+++ Excerpt to read

A girandole (; from French, in turn from Italian girandola) is an ornamental branched candlestick or light fixture consisting of several lights, often resembling a small chandelier. Girandoles came into use about the second half of the 17th century, and were commonly made and used in pairs.

A girandole has always been, comparatively speaking, a luxurious appliance for lighting, and in the great 18th-century period of French house decoration, the famous ciseleurs designed some exceedingly beautiful examples. A great variety of metals have been used for the purpose. Sometimes, as in the case of candlesticks, girandoles have been made in hardwoods. Gilded bronze has been a very frequent medium, but for table use silver is still the favorite material.

Girandoles, or lighting devices, have also been attached to looking glasses and furniture. Some popular mirrors, especially the convex style, and some large dressing glasses of the 19th century were known as "girandoles" because of the lighting devices mounted to their sides.

++++++
+++ Collected material

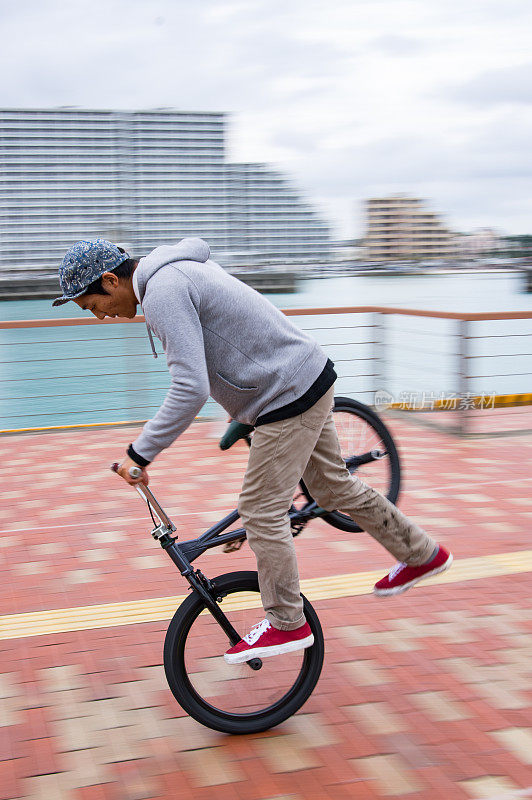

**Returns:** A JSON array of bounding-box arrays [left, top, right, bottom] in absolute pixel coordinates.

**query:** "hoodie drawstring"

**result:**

++++++

Tasks to complete:
(a) According to the girandole passage, which material is still the favorite for girandoles used on tables?
(b) Copy the stretch of the girandole passage from "A girandole has" through "to their sides.", word for word.
The material has no connection to the girandole passage.

Task-by-task outputs:
(a) Silver.

(b)
A girandole has always been, comparatively speaking, a luxurious appliance for lighting, and in the great 18th-century period of French house decoration, the famous ciseleurs designed some exceedingly beautiful examples. A great variety of metals have been used for the purpose. Sometimes, as in the case of candlesticks, girandoles have been made in hardwoods. Gilded bronze has been a very frequent medium, but for table use silver is still the favorite material.

Girandoles, or lighting devices, have also been attached to looking glasses and furniture. Some popular mirrors, especially the convex style, and some large dressing glasses of the 19th century were known as "girandoles" because of the lighting devices mounted to their sides.